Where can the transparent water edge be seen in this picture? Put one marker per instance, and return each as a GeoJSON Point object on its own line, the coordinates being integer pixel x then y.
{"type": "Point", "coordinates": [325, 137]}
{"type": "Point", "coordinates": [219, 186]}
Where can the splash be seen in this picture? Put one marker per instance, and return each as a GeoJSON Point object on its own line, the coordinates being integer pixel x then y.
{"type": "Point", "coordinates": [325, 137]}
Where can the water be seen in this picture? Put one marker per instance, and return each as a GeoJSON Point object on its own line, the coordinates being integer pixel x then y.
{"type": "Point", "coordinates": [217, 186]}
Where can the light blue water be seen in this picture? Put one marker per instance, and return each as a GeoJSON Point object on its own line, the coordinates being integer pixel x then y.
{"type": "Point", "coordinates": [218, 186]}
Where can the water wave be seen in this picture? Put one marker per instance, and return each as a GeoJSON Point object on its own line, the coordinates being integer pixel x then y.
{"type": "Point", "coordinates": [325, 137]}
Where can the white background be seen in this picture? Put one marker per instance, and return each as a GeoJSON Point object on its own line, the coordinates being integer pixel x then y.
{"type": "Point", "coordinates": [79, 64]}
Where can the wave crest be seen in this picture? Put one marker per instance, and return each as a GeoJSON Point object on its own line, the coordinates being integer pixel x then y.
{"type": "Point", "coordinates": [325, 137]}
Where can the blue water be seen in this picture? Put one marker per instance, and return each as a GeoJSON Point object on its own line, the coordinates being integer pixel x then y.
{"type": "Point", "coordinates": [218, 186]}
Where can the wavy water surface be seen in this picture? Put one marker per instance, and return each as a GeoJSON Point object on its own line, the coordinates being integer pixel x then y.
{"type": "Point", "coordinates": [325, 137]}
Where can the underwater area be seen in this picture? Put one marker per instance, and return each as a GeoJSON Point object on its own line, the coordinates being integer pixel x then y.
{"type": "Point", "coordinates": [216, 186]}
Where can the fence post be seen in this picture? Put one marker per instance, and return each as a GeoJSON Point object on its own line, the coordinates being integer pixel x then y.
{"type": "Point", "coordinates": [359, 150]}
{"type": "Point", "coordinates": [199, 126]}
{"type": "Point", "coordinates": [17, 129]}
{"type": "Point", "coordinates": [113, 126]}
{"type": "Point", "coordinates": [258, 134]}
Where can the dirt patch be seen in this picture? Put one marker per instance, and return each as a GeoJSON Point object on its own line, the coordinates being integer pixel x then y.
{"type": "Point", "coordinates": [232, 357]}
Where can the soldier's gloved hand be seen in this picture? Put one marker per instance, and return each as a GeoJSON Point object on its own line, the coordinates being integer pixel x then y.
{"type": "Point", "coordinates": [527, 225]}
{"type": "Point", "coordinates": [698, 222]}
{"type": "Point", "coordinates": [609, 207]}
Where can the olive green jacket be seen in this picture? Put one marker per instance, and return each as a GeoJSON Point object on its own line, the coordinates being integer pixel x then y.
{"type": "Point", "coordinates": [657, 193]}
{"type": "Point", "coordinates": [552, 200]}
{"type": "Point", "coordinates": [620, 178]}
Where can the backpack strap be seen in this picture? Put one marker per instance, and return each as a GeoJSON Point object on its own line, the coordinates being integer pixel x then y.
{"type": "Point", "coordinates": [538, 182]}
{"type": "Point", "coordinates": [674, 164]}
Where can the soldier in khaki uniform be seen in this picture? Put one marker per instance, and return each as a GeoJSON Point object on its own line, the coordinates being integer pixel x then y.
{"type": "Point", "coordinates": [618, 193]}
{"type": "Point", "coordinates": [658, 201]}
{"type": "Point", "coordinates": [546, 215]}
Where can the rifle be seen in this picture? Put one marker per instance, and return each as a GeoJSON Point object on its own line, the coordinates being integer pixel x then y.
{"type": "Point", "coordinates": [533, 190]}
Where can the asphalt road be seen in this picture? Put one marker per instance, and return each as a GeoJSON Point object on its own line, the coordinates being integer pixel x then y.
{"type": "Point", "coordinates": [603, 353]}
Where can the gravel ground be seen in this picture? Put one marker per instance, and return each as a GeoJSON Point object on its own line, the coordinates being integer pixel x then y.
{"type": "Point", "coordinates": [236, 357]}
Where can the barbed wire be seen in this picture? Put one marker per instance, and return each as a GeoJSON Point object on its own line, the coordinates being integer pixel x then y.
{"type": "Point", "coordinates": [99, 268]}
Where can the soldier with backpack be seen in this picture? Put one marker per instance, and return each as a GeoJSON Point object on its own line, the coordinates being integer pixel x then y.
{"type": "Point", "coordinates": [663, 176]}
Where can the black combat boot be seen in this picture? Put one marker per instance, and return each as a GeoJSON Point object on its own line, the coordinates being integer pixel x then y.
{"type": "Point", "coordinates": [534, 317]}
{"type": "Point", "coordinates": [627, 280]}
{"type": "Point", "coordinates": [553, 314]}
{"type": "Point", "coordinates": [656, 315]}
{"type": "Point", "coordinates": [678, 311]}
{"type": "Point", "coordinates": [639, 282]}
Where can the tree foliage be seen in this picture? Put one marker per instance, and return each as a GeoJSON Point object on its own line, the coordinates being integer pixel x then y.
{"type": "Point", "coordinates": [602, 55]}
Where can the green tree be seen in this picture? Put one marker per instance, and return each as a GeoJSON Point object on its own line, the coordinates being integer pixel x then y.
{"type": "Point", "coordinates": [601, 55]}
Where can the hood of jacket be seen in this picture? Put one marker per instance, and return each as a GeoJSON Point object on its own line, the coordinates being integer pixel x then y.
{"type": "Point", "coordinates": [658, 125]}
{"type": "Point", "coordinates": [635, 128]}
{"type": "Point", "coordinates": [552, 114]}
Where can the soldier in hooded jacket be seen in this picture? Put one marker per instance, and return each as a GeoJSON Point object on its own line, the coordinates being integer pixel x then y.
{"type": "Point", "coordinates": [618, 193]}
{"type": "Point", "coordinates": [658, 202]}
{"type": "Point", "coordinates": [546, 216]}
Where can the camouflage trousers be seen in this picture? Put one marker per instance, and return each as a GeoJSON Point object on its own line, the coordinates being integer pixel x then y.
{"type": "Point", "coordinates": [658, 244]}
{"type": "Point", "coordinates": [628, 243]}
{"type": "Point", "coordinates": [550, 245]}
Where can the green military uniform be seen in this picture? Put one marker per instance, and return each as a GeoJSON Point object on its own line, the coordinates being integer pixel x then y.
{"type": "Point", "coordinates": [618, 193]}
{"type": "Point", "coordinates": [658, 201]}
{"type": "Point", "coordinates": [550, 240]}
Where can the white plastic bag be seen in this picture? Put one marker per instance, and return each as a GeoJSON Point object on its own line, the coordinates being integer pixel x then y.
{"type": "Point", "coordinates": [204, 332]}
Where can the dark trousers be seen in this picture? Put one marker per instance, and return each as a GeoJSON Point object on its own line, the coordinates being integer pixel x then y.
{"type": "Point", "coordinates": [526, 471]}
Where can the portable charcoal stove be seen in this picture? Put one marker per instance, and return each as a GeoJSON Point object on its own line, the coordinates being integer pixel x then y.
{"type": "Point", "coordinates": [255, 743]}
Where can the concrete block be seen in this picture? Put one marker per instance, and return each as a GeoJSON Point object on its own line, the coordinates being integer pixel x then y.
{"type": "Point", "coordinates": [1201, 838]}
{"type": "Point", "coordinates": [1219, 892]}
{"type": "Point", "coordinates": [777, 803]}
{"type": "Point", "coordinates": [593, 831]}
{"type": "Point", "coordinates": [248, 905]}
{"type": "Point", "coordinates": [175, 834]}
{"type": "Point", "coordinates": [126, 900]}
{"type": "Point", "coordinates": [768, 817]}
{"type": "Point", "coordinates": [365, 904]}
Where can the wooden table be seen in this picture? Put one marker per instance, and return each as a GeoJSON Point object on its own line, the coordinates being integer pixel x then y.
┄┄┄┄┄┄┄┄┄┄
- **What to work on**: Each entry above is to be set down again in exactly the same words.

- **Solved exercise**:
Where can the transparent water edge be seen in this picture? Put one marker per instance, and return each as a GeoJSON Point object on its own line, the coordinates being integer pixel x then y.
{"type": "Point", "coordinates": [325, 137]}
{"type": "Point", "coordinates": [219, 186]}
Where can the splash be seen in this picture? Put one marker per instance, and return each as a GeoJSON Point object on its own line, the coordinates being integer pixel x then y.
{"type": "Point", "coordinates": [325, 137]}
Where can the water be seen in this picture? Put one marker per instance, and return each as a GeoJSON Point object on its own line, the coordinates being integer pixel x then y.
{"type": "Point", "coordinates": [217, 186]}
Where can the light blue water be seen in this picture? Put one marker per instance, and return each as a GeoJSON Point object on its own line, the coordinates being integer pixel x then y.
{"type": "Point", "coordinates": [218, 186]}
Where can the water wave be seen in this picture? Put one marker per instance, and return each as a GeoJSON Point object on its own line, the coordinates being integer pixel x then y.
{"type": "Point", "coordinates": [325, 137]}
Where can the white background be seen in this picture? Put one marker per instance, and return each as a GeoJSON Point object on its own line, the coordinates being integer pixel x then y.
{"type": "Point", "coordinates": [79, 64]}
Where can the wave crest be seen in this picture? Put one marker per instance, and return each as a GeoJSON Point object on its own line, the coordinates being integer pixel x then y.
{"type": "Point", "coordinates": [325, 137]}
Where can the blue water be seen in this picture? Put one marker per instance, and return each as a GeoJSON Point object on its own line, the coordinates being integer pixel x then y.
{"type": "Point", "coordinates": [218, 186]}
Where can the wavy water surface be seen in this picture? Put one marker per instance, and return each as a GeoJSON Point object on its own line, the coordinates being integer pixel x then y.
{"type": "Point", "coordinates": [325, 137]}
Where can the underwater area be seen in this picture? Put one marker per instance, and return each as a GeoJSON Point object on its own line, the coordinates being integer pixel x then y.
{"type": "Point", "coordinates": [216, 186]}
Where can the fence post be seen in this picture? Put one marker per instance, and return each as a GeoJSON Point object on its own line, the coordinates being integer pixel x then y.
{"type": "Point", "coordinates": [359, 150]}
{"type": "Point", "coordinates": [199, 126]}
{"type": "Point", "coordinates": [17, 129]}
{"type": "Point", "coordinates": [113, 126]}
{"type": "Point", "coordinates": [258, 134]}
Where can the dirt patch be seen in this picture? Put one marker per instance, and return each as a GeoJSON Point object on its own line, the coordinates being integer pixel x then y.
{"type": "Point", "coordinates": [232, 357]}
Where can the soldier's gloved hand be seen in this picture? Put one marker per instance, and return each as a GeoJSON Point object on its own line, the coordinates being integer pixel x then y.
{"type": "Point", "coordinates": [527, 225]}
{"type": "Point", "coordinates": [698, 222]}
{"type": "Point", "coordinates": [609, 207]}
Where can the olive green jacket be seen in this picture? Put one marker per instance, and return each as a GeoJSON Point object on its own line, the coordinates being integer pixel x then y.
{"type": "Point", "coordinates": [657, 193]}
{"type": "Point", "coordinates": [552, 200]}
{"type": "Point", "coordinates": [620, 178]}
Where can the backpack strap be seen in this picture? Put one marker per instance, and return each as a GeoJSON Point object on its own line, the coordinates being integer pixel x then y.
{"type": "Point", "coordinates": [538, 182]}
{"type": "Point", "coordinates": [674, 164]}
Where can the soldier in khaki uniform be seen in this picture? Put one marker per instance, and return each as a GeoJSON Point object on its own line, the coordinates being integer pixel x then y.
{"type": "Point", "coordinates": [618, 193]}
{"type": "Point", "coordinates": [658, 201]}
{"type": "Point", "coordinates": [546, 215]}
Where can the rifle be seen in this picture? Put one marker per instance, and return each as a GeoJSON Point object on its own line, the coordinates being integer pixel x then y.
{"type": "Point", "coordinates": [533, 190]}
Where can the asphalt road be seen in this picture? Put one marker per instance, and return each as a GeoJSON Point object on its own line, the coordinates being integer pixel x then y.
{"type": "Point", "coordinates": [603, 353]}
Where can the gravel ground be seen in this picture? Put one marker per instance, and return each as a GeoJSON Point object on its own line, the coordinates being integer pixel x then y.
{"type": "Point", "coordinates": [236, 357]}
Where can the barbed wire be seen in this picture? Put one marker per instance, and return each as a GeoJSON Point object on its own line, the coordinates being integer pixel x then y.
{"type": "Point", "coordinates": [99, 268]}
Where can the soldier with backpack be seen in this picture? Put one marker per instance, and return each as a GeoJSON Point object on its own line, the coordinates being integer pixel x then y.
{"type": "Point", "coordinates": [663, 176]}
Where can the black combat boot be seen in this picture? Put one marker per instance, and return each as a GeoJSON Point object on its own line, the coordinates being integer pixel x then y.
{"type": "Point", "coordinates": [534, 317]}
{"type": "Point", "coordinates": [627, 280]}
{"type": "Point", "coordinates": [553, 314]}
{"type": "Point", "coordinates": [656, 315]}
{"type": "Point", "coordinates": [678, 311]}
{"type": "Point", "coordinates": [639, 282]}
Where can the tree foliage be seen in this picture? Put one marker per instance, and return each as a GeoJSON Point object on its own line, the coordinates being integer pixel x then y.
{"type": "Point", "coordinates": [602, 55]}
Where can the green tree be seen in this picture? Put one marker per instance, and return each as a GeoJSON Point object on its own line, the coordinates being integer pixel x then y.
{"type": "Point", "coordinates": [601, 55]}
Where can the hood of jacket be seen in this picture? Put one marker per instance, and return each as a GeoJSON Point object on its own line, the coordinates being integer pixel x then y.
{"type": "Point", "coordinates": [658, 125]}
{"type": "Point", "coordinates": [635, 128]}
{"type": "Point", "coordinates": [552, 114]}
Where can the soldier in hooded jacket be seen in this picture? Put one marker per instance, and return each as a GeoJSON Point object on its own line, the coordinates being integer pixel x then y.
{"type": "Point", "coordinates": [618, 193]}
{"type": "Point", "coordinates": [658, 202]}
{"type": "Point", "coordinates": [546, 216]}
Where can the camouflage trousers be seen in this picture? Put one marker per instance, and return each as a GeoJSON Point object on its own line, the coordinates being integer pixel x then y.
{"type": "Point", "coordinates": [658, 244]}
{"type": "Point", "coordinates": [628, 243]}
{"type": "Point", "coordinates": [550, 245]}
Where can the green military uniform be seen in this picture? Put one marker per instance, and return each as a GeoJSON Point object on its own line, the coordinates being integer pixel x then y.
{"type": "Point", "coordinates": [618, 193]}
{"type": "Point", "coordinates": [658, 201]}
{"type": "Point", "coordinates": [550, 240]}
Where can the white plastic bag be seen in this picture? Put one marker per instance, and return each as a GeoJSON Point object on its own line, the coordinates being integer pixel x then y.
{"type": "Point", "coordinates": [204, 332]}
Where can the dark trousers be seen in this picture? Put one marker per instance, and return each as a GeoJSON Point object on its own line, the coordinates being integer pixel x then y.
{"type": "Point", "coordinates": [526, 471]}
Where can the portable charcoal stove be seen in this picture? Put one marker per instance, and return each as a GeoJSON Point object on its own line, the coordinates being integer pixel x then y.
{"type": "Point", "coordinates": [255, 743]}
Where can the concrete block be seen in this picture? Put one marker per instance, and return each as a GeoJSON Point object on its own line, the coordinates being integer pixel x then y.
{"type": "Point", "coordinates": [1201, 838]}
{"type": "Point", "coordinates": [1219, 892]}
{"type": "Point", "coordinates": [777, 803]}
{"type": "Point", "coordinates": [593, 831]}
{"type": "Point", "coordinates": [248, 905]}
{"type": "Point", "coordinates": [175, 834]}
{"type": "Point", "coordinates": [126, 900]}
{"type": "Point", "coordinates": [768, 817]}
{"type": "Point", "coordinates": [365, 904]}
Where can the wooden table be seen in this picture? Put one marker per instance, and return each as a GeoJSON Point object on its own line, the coordinates being integer pixel x then y.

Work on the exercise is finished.